• _SUPPLIED MATERIAL_:
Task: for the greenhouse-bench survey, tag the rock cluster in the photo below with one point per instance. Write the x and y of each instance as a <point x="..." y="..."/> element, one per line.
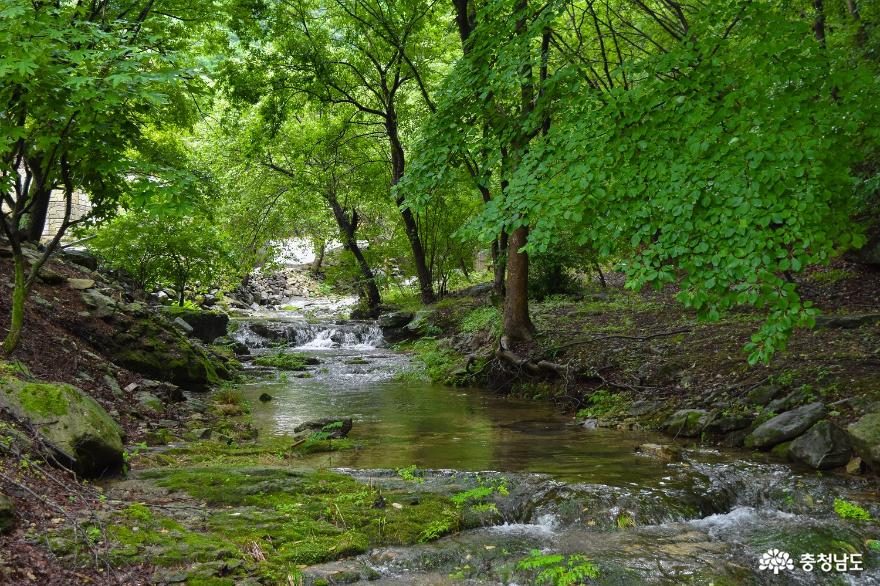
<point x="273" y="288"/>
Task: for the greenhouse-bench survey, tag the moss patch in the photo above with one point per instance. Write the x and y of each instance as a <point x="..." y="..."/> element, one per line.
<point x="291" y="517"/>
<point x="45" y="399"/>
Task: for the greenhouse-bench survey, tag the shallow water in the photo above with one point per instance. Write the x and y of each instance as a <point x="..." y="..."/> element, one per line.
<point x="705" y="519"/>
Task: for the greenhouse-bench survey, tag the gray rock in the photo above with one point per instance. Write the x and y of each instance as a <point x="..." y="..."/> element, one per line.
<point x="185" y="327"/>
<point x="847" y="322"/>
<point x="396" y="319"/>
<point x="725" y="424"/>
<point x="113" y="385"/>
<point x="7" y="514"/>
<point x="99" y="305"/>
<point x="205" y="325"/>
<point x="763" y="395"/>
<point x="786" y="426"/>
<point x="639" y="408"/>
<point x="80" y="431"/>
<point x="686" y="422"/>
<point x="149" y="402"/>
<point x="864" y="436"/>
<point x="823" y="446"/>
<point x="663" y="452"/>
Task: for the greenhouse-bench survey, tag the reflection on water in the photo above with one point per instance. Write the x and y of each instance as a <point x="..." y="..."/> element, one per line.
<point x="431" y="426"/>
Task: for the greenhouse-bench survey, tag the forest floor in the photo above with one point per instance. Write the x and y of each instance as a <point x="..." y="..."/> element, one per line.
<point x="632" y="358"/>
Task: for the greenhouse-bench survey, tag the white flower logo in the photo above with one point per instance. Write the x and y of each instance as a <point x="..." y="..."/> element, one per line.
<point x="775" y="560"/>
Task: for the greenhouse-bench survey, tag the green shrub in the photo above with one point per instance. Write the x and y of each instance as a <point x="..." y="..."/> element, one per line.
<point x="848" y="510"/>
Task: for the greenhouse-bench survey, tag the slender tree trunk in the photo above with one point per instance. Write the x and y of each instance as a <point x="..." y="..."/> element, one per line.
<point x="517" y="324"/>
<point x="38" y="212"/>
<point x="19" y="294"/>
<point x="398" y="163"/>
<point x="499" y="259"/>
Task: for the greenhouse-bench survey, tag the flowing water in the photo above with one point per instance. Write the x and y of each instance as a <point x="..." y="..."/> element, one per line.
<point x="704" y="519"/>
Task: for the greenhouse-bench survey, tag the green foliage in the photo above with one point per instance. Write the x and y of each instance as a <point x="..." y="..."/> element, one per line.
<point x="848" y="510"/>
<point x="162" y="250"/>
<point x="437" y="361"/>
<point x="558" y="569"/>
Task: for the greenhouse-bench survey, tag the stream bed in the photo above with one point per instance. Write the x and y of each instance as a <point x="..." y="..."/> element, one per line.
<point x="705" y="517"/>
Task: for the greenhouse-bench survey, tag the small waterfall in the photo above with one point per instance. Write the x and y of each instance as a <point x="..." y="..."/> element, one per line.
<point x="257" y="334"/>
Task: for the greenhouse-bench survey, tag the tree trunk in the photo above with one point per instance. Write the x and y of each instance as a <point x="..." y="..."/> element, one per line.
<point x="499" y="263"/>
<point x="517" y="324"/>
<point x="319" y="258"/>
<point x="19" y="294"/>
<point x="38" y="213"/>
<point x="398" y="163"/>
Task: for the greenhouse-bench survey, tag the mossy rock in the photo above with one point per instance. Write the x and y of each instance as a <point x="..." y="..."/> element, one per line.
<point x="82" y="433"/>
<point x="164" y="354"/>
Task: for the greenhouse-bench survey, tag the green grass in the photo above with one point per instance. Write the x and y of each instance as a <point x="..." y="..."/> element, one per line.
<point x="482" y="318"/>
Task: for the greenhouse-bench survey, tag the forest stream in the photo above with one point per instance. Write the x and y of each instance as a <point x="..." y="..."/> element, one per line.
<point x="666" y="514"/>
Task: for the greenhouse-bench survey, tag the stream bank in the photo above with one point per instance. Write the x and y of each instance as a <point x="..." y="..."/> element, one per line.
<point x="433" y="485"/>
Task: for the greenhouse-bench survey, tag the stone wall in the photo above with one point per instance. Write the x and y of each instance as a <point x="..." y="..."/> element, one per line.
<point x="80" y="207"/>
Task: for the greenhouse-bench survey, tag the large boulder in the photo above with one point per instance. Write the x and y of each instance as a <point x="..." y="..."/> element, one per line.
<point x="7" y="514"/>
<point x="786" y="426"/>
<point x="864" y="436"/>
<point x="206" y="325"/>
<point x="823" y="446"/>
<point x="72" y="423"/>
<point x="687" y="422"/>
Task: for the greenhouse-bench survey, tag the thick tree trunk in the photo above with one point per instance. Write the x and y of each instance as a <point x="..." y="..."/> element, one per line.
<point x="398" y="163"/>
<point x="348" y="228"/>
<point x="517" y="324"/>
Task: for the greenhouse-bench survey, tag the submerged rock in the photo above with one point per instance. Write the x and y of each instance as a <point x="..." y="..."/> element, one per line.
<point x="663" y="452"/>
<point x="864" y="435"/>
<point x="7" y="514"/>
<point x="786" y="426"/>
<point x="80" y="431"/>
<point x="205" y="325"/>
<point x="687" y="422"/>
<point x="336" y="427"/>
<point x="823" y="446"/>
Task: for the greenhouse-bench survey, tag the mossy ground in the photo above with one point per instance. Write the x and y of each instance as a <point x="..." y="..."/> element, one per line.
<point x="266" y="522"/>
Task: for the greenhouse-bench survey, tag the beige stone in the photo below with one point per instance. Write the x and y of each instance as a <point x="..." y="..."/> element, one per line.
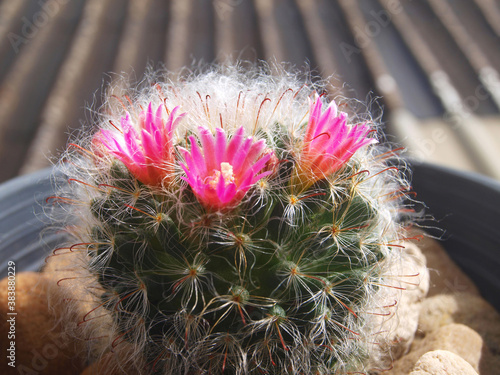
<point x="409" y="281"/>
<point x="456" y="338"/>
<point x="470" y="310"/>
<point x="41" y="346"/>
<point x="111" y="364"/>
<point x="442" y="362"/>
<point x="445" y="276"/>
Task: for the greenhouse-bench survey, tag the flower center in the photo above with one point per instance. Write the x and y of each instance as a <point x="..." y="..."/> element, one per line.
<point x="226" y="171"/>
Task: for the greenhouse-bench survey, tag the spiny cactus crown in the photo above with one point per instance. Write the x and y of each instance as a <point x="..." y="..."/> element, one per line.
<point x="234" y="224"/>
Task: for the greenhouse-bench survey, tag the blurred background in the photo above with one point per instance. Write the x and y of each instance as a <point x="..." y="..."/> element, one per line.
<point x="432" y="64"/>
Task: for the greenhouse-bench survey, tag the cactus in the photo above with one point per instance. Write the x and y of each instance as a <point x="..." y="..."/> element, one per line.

• _INSTRUCTIONS FOR THE TASK_: Write out the lines of the listing from the one that holds "Task: for the greenhouse-bench survey, tag the mossy ground" to the very last line, both included, exactly as they appear and without any pictures.

• _ANSWER TO THIS EXERCISE_:
Task: for the greenhouse-bench survey, tag the mossy ground in the photo above with one point per instance. Write the x and y of each instance as a <point x="..." y="..."/> element, one per line.
<point x="266" y="522"/>
Task: for the greenhouse-bench survey, tag the beige stone in the photo below with one point per instance. Write the x and y of each instance as a <point x="..." y="..."/> element, one per line.
<point x="409" y="281"/>
<point x="456" y="338"/>
<point x="470" y="310"/>
<point x="41" y="346"/>
<point x="111" y="364"/>
<point x="442" y="362"/>
<point x="445" y="276"/>
Task: for the greenhouse-bench survey, tag the flower center in the photo above with one point per instance. Write the x and y of each instance as a <point x="..." y="..."/> element, one per line.
<point x="226" y="171"/>
Task: for the greenhouse-bench survey, tag the spiny cactus crown in the photo above with one point per instance. Write the x and y of each instance as a <point x="..." y="..."/> element, one per line.
<point x="234" y="224"/>
Task: for the greenhouse-bench survey, tag the blurred background in the photo above with one point per instance. Write the x and y of each instance as a <point x="..." y="..."/> element, one per line.
<point x="432" y="64"/>
Task: for the greenhouse-bench survey, tag the cactus in the photo above with one point per instance. Write the x and y of each instance as a <point x="..." y="..."/> element, one per line.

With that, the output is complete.